*** Record set Section Begins ***
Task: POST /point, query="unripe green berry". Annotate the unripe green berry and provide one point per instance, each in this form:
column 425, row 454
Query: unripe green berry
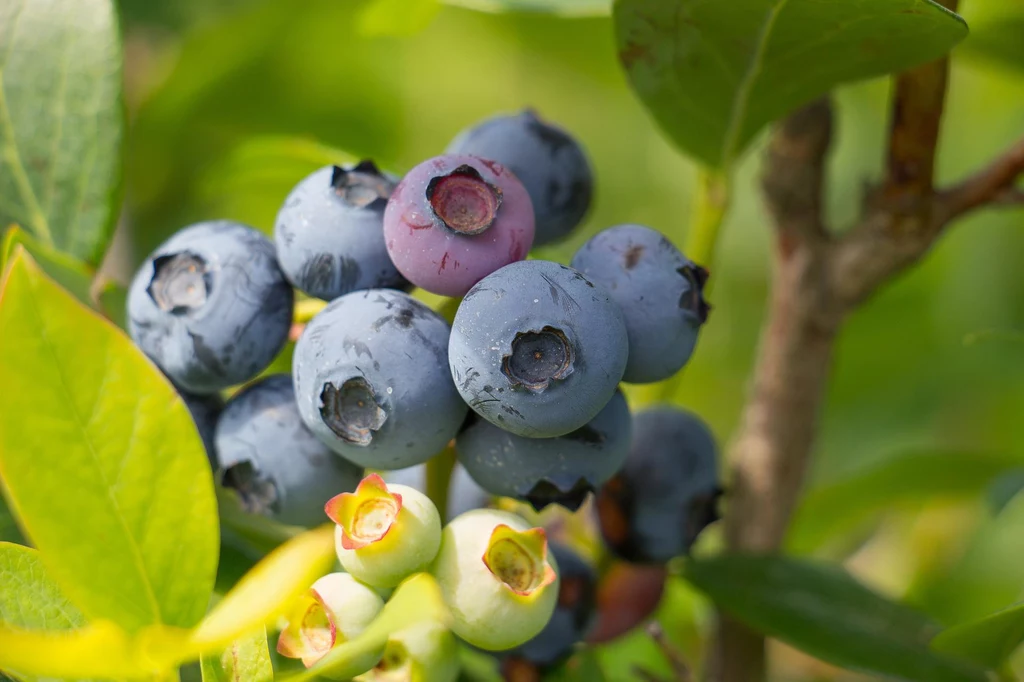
column 335, row 609
column 424, row 652
column 498, row 579
column 385, row 533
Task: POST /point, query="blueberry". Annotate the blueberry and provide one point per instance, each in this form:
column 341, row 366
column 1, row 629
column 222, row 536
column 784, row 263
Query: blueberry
column 543, row 471
column 498, row 579
column 464, row 493
column 267, row 455
column 210, row 306
column 455, row 219
column 538, row 349
column 547, row 160
column 330, row 231
column 372, row 382
column 205, row 411
column 627, row 596
column 654, row 508
column 660, row 293
column 574, row 612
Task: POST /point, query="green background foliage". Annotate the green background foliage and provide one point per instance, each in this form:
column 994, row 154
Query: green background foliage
column 229, row 102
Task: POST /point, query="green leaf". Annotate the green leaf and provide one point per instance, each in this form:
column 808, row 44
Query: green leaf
column 248, row 659
column 73, row 274
column 418, row 599
column 824, row 612
column 558, row 7
column 29, row 597
column 833, row 507
column 397, row 17
column 988, row 641
column 60, row 122
column 100, row 461
column 714, row 74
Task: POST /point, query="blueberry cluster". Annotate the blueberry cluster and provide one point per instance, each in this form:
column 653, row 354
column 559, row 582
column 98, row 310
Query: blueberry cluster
column 524, row 384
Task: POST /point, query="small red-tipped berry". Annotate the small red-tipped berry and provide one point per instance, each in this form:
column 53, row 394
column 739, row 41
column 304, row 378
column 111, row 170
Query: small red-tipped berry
column 385, row 533
column 335, row 609
column 498, row 579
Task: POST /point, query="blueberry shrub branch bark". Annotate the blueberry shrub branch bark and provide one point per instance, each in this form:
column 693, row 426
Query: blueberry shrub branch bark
column 819, row 278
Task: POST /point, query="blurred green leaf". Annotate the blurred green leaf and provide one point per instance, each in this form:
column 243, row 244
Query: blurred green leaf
column 714, row 74
column 982, row 578
column 397, row 17
column 821, row 610
column 253, row 179
column 248, row 659
column 73, row 274
column 475, row 666
column 1005, row 488
column 114, row 303
column 259, row 533
column 998, row 41
column 418, row 599
column 582, row 667
column 8, row 527
column 988, row 641
column 833, row 507
column 60, row 122
column 29, row 598
column 559, row 7
column 97, row 454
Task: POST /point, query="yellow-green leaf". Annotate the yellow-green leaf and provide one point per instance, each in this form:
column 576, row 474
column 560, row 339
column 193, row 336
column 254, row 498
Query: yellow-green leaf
column 100, row 461
column 418, row 599
column 247, row 659
column 267, row 590
column 100, row 649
*** Record set Section Ends ***
In transcribing the material above, reproduce each line exactly and include none of the pictures.

Task: POST /point, query="unripe green berry". Annotate the unripe green berry and provide one point per instance, each in this form:
column 425, row 454
Query: unripe green berry
column 335, row 609
column 424, row 652
column 498, row 579
column 385, row 533
Task: POST /point, query="blueberry". Annotate the blueberry and provide one point per instance, each in this form:
column 341, row 366
column 1, row 629
column 222, row 536
column 784, row 263
Query: blueberry
column 543, row 471
column 498, row 579
column 464, row 493
column 267, row 455
column 210, row 306
column 455, row 219
column 538, row 349
column 547, row 160
column 330, row 231
column 372, row 382
column 205, row 411
column 627, row 596
column 654, row 508
column 660, row 293
column 574, row 612
Task: POST /point, query="green background foliage". Annotate the green background foliage and provide one point per instance, each in this form:
column 994, row 154
Query: green background foliage
column 229, row 102
Task: POST /point, query="green leaf". Annotate the green leaf and provide one point per instance, each in this form:
column 808, row 44
Query: green leaf
column 248, row 659
column 73, row 274
column 418, row 599
column 824, row 612
column 558, row 7
column 29, row 597
column 833, row 507
column 397, row 17
column 988, row 641
column 60, row 122
column 100, row 461
column 714, row 74
Task: POST /point, query="blueberry cluster". Annotate the blueberry cluster and provide one point per instance, each in this form:
column 653, row 354
column 559, row 582
column 98, row 310
Query: blueberry cluster
column 524, row 384
Task: POST /point, query="small red-tipped berry". Annotate the small red-tipped berry and provide one point per instance, each in this form:
column 53, row 394
column 739, row 41
column 304, row 378
column 111, row 170
Query: small red-tipped berry
column 385, row 533
column 335, row 609
column 498, row 579
Task: POST /point, query="blueberry shrub branch bark". Annotate the blueberry shrub branch bark and provide one point per instance, each in this form:
column 693, row 426
Query: blueberry shrub branch bark
column 819, row 278
Task: POST /point, query="blurred green leaf". Annotate the blurred green leaf and provide one point per instance, each in this form:
column 243, row 244
Query: blurred green leaf
column 714, row 74
column 982, row 578
column 397, row 17
column 821, row 610
column 253, row 179
column 248, row 659
column 73, row 274
column 475, row 666
column 1005, row 488
column 114, row 303
column 259, row 533
column 998, row 41
column 418, row 599
column 582, row 667
column 8, row 527
column 988, row 641
column 833, row 507
column 60, row 122
column 29, row 598
column 559, row 7
column 97, row 454
Task: POST /point, query="yellow-green leaf". Annotate the yellow-green leaf and provide one point per instance, each in this form:
column 576, row 474
column 560, row 339
column 193, row 336
column 254, row 498
Query: yellow-green leaf
column 100, row 461
column 418, row 599
column 247, row 659
column 267, row 590
column 100, row 649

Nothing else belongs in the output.